=== SET TASK ===
Please count the lines below that contain the word "young" and reply with only that number.

* BEGIN LISTED ENTRIES *

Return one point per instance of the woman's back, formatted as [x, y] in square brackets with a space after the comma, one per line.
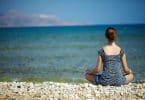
[114, 62]
[112, 69]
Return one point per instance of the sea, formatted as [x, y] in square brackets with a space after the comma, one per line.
[64, 53]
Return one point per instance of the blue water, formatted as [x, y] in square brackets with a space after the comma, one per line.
[64, 53]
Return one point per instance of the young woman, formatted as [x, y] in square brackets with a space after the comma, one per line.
[114, 70]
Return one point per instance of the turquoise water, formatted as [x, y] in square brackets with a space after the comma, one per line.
[64, 53]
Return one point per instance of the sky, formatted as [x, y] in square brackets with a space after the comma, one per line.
[17, 13]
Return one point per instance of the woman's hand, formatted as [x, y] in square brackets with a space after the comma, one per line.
[128, 72]
[91, 72]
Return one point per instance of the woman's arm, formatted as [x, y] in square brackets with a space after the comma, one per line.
[124, 65]
[98, 67]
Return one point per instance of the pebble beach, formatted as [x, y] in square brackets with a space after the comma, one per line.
[70, 91]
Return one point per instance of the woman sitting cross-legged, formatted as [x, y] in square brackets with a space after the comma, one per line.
[112, 62]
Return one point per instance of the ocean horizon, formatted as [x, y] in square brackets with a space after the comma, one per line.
[64, 53]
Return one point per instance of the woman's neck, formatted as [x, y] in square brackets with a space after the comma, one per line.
[111, 43]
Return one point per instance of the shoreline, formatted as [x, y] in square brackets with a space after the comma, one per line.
[69, 91]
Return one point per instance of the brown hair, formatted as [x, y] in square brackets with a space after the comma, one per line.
[111, 34]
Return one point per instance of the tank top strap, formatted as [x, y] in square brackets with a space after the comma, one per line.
[100, 52]
[122, 52]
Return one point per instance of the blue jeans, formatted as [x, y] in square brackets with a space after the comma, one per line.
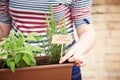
[76, 75]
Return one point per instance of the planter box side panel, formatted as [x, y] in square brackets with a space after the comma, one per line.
[54, 72]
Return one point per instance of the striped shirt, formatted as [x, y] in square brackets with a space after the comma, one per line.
[30, 15]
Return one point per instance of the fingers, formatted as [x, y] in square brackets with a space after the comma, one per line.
[67, 56]
[3, 8]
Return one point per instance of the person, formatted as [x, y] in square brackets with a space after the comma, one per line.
[30, 16]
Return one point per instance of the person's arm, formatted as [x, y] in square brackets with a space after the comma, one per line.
[81, 13]
[5, 19]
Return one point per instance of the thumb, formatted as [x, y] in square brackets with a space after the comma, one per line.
[72, 59]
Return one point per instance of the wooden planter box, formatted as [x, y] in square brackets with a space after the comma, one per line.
[43, 72]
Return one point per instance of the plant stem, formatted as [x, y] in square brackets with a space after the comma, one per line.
[62, 50]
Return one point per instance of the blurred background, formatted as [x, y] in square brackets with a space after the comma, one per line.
[103, 61]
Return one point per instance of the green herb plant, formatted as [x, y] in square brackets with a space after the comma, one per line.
[15, 53]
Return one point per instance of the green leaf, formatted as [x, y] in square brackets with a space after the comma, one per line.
[38, 49]
[8, 60]
[12, 66]
[28, 47]
[30, 38]
[20, 40]
[18, 58]
[39, 37]
[6, 45]
[26, 59]
[3, 54]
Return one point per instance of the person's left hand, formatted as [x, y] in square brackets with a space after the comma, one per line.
[74, 56]
[4, 8]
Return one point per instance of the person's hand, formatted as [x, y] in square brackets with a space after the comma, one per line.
[74, 56]
[3, 8]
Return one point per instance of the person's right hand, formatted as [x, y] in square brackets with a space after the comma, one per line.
[3, 8]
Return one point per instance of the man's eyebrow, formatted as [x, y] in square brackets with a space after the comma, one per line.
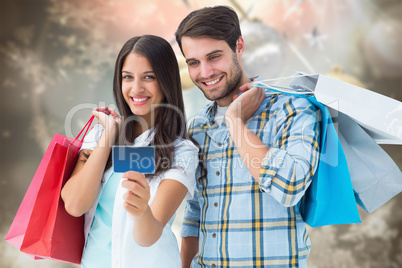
[209, 54]
[146, 72]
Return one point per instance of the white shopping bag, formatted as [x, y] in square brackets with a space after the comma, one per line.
[379, 115]
[364, 118]
[375, 176]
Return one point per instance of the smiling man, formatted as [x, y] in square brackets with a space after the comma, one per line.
[260, 153]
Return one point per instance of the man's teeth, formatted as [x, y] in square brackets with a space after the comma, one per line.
[212, 82]
[142, 99]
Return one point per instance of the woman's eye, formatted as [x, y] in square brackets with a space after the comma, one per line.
[150, 77]
[214, 57]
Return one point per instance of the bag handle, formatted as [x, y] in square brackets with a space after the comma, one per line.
[286, 90]
[86, 128]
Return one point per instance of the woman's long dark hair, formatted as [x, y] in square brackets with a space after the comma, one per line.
[170, 121]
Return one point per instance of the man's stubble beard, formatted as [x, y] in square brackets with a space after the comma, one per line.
[232, 84]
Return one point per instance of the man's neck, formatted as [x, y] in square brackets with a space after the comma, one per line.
[226, 101]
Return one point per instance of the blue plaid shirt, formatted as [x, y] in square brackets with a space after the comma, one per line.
[243, 223]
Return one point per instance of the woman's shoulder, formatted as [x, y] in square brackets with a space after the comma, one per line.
[93, 137]
[182, 144]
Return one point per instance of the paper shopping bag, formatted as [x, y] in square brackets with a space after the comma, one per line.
[379, 115]
[330, 197]
[42, 228]
[365, 118]
[375, 176]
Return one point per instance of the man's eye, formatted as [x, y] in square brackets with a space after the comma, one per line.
[214, 57]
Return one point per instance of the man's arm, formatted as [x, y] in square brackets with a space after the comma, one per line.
[286, 169]
[189, 248]
[248, 145]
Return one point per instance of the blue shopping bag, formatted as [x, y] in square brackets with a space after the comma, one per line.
[330, 198]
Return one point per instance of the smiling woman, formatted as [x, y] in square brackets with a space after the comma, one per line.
[124, 217]
[140, 87]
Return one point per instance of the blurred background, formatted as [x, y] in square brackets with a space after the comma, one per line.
[57, 60]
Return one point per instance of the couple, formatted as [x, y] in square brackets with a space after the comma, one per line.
[257, 156]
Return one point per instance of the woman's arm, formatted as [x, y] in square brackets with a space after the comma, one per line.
[80, 191]
[149, 221]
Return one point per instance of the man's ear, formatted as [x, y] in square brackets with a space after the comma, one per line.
[240, 45]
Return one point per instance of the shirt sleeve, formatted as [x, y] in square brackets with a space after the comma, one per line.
[191, 221]
[184, 166]
[92, 138]
[289, 165]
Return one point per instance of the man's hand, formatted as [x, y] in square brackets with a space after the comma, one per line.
[245, 105]
[137, 195]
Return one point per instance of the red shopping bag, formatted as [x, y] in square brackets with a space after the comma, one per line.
[42, 228]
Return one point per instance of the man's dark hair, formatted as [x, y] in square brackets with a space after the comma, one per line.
[219, 22]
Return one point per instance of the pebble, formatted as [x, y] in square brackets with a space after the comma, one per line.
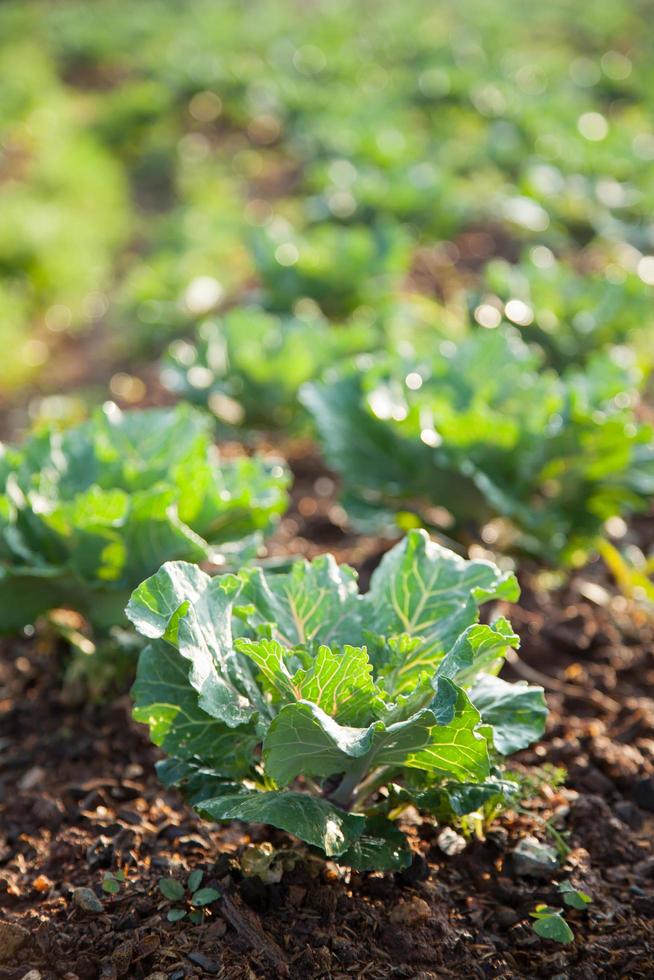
[87, 900]
[411, 912]
[208, 965]
[450, 842]
[644, 793]
[32, 778]
[533, 858]
[12, 937]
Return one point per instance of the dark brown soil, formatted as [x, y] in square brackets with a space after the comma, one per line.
[78, 798]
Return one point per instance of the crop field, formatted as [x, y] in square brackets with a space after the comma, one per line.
[326, 490]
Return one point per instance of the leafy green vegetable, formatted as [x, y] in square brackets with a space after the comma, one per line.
[291, 699]
[171, 888]
[574, 897]
[89, 512]
[247, 367]
[550, 924]
[478, 428]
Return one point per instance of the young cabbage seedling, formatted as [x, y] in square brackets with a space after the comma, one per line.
[195, 898]
[293, 700]
[89, 512]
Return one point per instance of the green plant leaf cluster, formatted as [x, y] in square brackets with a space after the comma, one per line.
[290, 699]
[248, 367]
[88, 512]
[479, 428]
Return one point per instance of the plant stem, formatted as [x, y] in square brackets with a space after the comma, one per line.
[370, 785]
[344, 793]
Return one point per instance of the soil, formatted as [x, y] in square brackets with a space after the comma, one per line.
[79, 798]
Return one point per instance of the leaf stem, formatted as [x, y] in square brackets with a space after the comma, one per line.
[344, 794]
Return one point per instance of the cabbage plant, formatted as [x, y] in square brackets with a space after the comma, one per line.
[481, 430]
[294, 700]
[87, 513]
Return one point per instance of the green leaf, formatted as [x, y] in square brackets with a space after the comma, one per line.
[156, 606]
[165, 700]
[516, 712]
[550, 924]
[573, 897]
[341, 684]
[172, 889]
[455, 749]
[315, 603]
[194, 880]
[312, 819]
[381, 847]
[201, 623]
[303, 739]
[422, 590]
[204, 896]
[90, 512]
[453, 800]
[480, 648]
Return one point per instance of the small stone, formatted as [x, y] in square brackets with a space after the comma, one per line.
[32, 778]
[533, 858]
[410, 913]
[87, 900]
[48, 813]
[121, 957]
[296, 895]
[629, 813]
[644, 793]
[450, 842]
[209, 966]
[12, 937]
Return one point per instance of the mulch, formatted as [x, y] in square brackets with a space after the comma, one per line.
[79, 798]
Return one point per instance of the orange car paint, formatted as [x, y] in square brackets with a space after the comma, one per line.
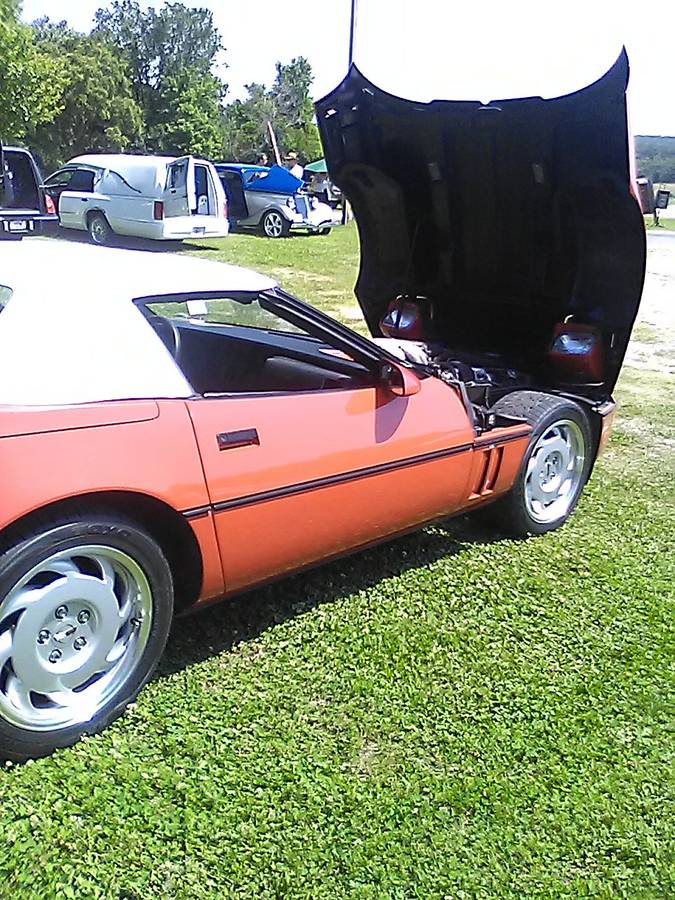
[332, 470]
[136, 446]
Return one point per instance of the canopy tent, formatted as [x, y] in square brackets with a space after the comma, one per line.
[318, 167]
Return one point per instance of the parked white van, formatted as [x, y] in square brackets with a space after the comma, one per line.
[158, 197]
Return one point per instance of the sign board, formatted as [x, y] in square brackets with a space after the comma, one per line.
[662, 199]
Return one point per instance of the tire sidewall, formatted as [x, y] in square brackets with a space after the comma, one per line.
[523, 520]
[284, 225]
[20, 744]
[99, 217]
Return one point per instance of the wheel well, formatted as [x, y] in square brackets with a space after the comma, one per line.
[162, 522]
[95, 212]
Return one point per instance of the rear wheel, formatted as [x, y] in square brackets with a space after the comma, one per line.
[274, 225]
[555, 465]
[85, 609]
[99, 230]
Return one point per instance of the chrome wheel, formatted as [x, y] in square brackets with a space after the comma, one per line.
[72, 631]
[555, 469]
[99, 230]
[273, 224]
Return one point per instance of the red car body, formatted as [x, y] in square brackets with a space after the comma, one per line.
[174, 430]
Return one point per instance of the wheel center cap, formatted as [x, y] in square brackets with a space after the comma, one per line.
[62, 636]
[32, 660]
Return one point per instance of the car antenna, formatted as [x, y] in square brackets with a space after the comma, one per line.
[122, 178]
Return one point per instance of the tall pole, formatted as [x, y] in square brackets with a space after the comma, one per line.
[352, 27]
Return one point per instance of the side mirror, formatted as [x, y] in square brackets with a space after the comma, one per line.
[399, 380]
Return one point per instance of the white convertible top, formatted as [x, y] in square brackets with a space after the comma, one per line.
[70, 332]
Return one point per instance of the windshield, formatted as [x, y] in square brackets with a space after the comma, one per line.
[249, 310]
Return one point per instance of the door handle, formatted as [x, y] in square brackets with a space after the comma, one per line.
[228, 440]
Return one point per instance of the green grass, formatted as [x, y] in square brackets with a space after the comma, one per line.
[310, 267]
[668, 224]
[448, 715]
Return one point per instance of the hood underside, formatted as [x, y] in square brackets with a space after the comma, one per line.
[509, 216]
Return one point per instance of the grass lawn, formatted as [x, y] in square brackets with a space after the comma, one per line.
[450, 715]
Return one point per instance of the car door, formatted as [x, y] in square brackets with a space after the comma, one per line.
[300, 477]
[75, 199]
[58, 182]
[179, 194]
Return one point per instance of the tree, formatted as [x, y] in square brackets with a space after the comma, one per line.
[294, 111]
[245, 125]
[171, 56]
[30, 82]
[287, 105]
[99, 113]
[189, 118]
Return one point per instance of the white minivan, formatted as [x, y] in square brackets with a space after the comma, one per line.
[159, 197]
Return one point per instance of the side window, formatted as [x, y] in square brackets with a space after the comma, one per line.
[82, 180]
[60, 179]
[177, 175]
[226, 311]
[241, 344]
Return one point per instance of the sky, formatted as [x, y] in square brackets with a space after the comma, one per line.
[426, 49]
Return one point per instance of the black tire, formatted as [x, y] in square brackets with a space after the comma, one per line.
[274, 224]
[517, 513]
[59, 536]
[99, 229]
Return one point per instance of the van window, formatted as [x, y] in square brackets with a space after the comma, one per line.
[5, 294]
[82, 180]
[177, 176]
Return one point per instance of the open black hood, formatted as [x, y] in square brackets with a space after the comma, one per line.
[509, 216]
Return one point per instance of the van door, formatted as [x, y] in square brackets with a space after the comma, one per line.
[79, 197]
[180, 195]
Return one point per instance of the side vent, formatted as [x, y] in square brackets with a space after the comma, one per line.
[487, 470]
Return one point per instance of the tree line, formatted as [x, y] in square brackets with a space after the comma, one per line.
[143, 80]
[656, 157]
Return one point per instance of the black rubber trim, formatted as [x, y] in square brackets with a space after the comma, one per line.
[197, 512]
[330, 480]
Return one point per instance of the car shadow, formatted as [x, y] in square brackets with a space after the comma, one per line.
[244, 617]
[132, 243]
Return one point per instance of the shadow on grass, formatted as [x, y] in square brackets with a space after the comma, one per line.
[246, 616]
[133, 243]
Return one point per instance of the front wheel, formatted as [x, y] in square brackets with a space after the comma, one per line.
[274, 225]
[85, 609]
[554, 468]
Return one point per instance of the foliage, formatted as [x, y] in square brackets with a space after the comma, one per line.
[98, 111]
[245, 125]
[447, 715]
[188, 117]
[30, 81]
[287, 105]
[656, 157]
[171, 54]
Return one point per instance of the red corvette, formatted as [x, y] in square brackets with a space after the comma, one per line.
[175, 430]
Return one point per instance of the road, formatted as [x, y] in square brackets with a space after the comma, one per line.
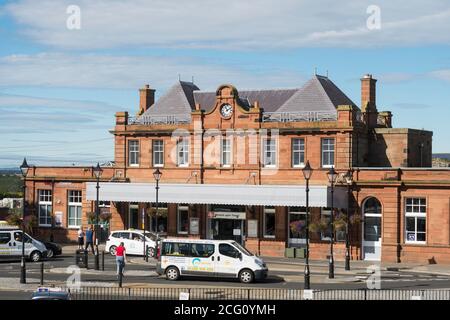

* END LISTED ENTRIES *

=== SOLUTION FOR THIS PROBLEM ===
2